§ **TASK TO CARRY OUT**
Reproduce word for word the rows that begin with the line containing "Challenge: I say the beige" and end with the line containing "[398,184,411,196]", including both of those lines.

§ **DATA IN THIS EXERCISE**
Begin

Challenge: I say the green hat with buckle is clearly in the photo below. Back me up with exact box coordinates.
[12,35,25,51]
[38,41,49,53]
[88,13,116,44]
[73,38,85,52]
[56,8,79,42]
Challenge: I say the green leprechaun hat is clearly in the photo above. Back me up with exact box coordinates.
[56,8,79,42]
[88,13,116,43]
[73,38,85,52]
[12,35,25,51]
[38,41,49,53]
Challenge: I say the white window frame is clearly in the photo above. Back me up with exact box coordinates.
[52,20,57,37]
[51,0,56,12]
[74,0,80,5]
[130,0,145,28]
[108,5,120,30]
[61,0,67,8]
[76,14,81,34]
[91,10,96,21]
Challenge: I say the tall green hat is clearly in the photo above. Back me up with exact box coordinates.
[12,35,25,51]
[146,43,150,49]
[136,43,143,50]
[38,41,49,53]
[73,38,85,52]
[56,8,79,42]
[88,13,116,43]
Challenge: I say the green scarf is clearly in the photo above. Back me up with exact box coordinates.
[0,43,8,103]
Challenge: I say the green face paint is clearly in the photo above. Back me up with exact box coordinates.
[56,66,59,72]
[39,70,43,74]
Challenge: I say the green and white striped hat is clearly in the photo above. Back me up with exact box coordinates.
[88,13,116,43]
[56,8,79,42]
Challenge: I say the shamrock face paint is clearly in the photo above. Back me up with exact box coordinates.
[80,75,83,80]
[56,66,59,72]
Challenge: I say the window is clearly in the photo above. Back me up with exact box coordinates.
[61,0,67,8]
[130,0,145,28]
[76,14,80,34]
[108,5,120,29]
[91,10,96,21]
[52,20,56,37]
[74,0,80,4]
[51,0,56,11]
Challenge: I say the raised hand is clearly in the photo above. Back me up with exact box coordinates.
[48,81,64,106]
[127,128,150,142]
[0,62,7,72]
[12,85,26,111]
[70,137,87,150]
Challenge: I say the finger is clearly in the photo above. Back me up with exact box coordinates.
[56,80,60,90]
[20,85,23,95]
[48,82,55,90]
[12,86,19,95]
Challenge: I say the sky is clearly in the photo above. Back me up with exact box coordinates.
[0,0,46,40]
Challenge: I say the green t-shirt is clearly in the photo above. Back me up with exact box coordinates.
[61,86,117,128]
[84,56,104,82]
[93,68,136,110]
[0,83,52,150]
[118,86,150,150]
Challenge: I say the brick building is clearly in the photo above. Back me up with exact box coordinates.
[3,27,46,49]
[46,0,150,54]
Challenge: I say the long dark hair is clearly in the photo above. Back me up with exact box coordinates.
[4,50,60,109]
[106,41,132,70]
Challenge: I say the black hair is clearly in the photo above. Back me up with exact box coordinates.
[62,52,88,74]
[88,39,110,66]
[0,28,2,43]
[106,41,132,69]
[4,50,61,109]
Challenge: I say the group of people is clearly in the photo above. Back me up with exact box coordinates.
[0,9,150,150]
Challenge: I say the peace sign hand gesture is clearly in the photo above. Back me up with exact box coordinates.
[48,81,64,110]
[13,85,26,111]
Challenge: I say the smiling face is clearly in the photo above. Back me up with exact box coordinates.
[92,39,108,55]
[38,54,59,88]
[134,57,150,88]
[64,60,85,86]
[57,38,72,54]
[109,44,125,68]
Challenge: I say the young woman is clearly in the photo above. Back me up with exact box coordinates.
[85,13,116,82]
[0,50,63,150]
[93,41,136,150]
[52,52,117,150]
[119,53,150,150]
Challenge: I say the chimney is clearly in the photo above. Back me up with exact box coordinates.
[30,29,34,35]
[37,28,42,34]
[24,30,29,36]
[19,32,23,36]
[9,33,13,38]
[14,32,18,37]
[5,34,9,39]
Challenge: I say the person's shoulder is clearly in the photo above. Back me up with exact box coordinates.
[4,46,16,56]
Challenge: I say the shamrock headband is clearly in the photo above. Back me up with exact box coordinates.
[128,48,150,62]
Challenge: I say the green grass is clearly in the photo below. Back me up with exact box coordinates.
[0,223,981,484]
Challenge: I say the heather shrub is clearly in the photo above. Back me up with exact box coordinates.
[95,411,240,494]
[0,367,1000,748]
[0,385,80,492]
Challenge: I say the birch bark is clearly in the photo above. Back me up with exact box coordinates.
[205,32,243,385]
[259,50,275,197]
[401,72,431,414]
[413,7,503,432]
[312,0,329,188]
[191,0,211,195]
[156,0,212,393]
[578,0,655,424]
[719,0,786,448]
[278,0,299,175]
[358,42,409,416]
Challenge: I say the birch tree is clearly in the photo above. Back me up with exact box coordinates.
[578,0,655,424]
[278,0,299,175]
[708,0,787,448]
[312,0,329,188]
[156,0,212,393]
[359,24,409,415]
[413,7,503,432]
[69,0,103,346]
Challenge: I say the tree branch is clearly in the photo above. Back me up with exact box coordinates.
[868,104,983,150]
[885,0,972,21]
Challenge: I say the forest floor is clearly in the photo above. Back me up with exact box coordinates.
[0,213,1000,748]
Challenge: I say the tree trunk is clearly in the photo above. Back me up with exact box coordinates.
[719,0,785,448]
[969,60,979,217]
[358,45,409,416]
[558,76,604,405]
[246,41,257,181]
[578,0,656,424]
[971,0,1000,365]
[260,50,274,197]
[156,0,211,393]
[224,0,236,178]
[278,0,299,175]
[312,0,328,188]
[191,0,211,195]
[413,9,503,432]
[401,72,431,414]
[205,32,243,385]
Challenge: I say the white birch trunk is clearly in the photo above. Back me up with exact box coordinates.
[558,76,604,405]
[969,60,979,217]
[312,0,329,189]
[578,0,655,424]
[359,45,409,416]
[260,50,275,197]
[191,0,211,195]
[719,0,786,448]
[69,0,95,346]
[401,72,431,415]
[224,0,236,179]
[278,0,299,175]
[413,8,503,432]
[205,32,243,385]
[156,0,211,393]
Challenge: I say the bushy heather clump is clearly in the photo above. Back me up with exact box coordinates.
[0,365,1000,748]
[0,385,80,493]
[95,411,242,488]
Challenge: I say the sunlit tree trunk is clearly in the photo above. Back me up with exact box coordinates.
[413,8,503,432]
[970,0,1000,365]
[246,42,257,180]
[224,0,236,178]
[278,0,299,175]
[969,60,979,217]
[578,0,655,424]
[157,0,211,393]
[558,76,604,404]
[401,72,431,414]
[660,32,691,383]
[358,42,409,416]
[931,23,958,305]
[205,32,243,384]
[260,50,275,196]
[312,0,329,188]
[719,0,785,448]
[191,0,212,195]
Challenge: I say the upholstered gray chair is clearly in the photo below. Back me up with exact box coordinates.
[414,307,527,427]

End
Begin

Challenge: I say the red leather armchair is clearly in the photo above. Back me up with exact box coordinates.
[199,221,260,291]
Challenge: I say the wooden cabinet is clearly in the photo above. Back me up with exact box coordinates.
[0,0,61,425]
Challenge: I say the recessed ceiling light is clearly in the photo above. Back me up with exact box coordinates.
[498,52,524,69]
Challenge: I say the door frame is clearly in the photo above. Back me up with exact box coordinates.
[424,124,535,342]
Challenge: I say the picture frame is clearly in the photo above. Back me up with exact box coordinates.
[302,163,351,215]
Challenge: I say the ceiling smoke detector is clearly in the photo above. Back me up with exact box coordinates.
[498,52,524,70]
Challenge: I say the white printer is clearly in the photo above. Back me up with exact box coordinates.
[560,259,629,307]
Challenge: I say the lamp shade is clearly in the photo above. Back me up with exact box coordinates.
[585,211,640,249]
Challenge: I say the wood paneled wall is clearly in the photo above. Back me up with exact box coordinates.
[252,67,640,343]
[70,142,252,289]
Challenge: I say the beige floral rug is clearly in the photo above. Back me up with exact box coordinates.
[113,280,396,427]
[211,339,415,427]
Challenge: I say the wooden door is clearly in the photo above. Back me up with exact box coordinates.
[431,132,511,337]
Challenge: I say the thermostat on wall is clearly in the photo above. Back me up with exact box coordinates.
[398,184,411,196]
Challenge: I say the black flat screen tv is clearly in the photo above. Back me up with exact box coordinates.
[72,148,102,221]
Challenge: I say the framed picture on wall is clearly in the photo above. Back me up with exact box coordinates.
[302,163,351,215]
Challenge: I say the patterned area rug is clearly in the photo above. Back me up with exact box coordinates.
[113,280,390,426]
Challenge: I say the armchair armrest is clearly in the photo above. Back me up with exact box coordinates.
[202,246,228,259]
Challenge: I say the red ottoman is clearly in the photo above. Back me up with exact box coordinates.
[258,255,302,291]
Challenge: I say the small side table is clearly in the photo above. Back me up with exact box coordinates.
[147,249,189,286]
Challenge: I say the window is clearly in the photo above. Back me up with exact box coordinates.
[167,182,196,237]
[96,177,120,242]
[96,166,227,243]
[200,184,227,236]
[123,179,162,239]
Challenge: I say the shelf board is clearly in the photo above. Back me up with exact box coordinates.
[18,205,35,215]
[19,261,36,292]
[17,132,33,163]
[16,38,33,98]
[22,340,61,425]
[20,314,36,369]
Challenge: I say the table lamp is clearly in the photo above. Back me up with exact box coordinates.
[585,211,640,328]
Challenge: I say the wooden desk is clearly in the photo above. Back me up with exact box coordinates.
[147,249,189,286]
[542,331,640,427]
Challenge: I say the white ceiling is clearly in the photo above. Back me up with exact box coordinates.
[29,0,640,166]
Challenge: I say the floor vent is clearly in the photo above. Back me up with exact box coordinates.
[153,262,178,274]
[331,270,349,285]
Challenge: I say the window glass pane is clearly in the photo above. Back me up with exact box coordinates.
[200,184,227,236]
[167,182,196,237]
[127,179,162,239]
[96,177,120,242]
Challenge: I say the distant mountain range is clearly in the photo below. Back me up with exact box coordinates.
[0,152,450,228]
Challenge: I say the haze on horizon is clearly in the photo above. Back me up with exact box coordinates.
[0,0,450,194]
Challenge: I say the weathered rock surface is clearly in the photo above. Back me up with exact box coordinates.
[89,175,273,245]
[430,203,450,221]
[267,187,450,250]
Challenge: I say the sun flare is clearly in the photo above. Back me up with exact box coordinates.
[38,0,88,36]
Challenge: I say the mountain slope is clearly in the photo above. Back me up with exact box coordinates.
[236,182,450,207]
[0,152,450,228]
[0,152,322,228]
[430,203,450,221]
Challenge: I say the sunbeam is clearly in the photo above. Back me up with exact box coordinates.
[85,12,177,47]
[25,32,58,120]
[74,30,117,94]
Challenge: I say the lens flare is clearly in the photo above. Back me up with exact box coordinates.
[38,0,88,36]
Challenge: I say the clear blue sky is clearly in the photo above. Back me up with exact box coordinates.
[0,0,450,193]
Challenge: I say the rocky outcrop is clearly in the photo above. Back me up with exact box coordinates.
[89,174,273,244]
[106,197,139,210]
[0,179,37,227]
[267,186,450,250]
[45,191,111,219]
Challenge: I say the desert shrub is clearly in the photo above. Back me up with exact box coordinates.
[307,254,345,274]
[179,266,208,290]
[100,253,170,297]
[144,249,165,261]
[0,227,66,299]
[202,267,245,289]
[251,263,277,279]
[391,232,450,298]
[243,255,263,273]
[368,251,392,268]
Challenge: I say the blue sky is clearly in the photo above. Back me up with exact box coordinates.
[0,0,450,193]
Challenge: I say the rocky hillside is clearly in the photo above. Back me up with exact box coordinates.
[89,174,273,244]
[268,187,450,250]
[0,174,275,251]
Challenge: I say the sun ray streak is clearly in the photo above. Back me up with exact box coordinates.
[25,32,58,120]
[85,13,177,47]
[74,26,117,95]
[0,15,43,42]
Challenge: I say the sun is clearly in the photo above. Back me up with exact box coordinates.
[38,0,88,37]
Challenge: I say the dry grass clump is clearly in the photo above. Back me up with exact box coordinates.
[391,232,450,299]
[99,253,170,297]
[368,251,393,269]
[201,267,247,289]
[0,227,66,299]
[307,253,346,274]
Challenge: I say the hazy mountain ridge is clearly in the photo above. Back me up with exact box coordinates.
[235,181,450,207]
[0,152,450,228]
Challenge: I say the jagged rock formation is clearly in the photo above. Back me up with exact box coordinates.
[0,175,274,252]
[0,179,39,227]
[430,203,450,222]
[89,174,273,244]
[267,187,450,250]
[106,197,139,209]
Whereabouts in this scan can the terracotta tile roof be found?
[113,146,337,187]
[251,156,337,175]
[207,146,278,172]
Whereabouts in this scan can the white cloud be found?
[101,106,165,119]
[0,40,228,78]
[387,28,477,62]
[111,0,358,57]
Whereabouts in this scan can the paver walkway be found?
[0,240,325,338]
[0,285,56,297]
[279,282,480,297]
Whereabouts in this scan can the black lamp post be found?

End

§ **TASK RESPONSE**
Challenge: I say the beige floral rug is clearly in the photo above. Back me up with exact box coordinates.
[113,280,396,427]
[211,339,415,427]
Challenge: I say the wooden door is clearly in the photo above. Back me up with exact box coordinates.
[431,132,511,337]
Challenge: I say the thermostat on wall is clearly in the photo above. Back me up with exact box coordinates.
[398,184,411,196]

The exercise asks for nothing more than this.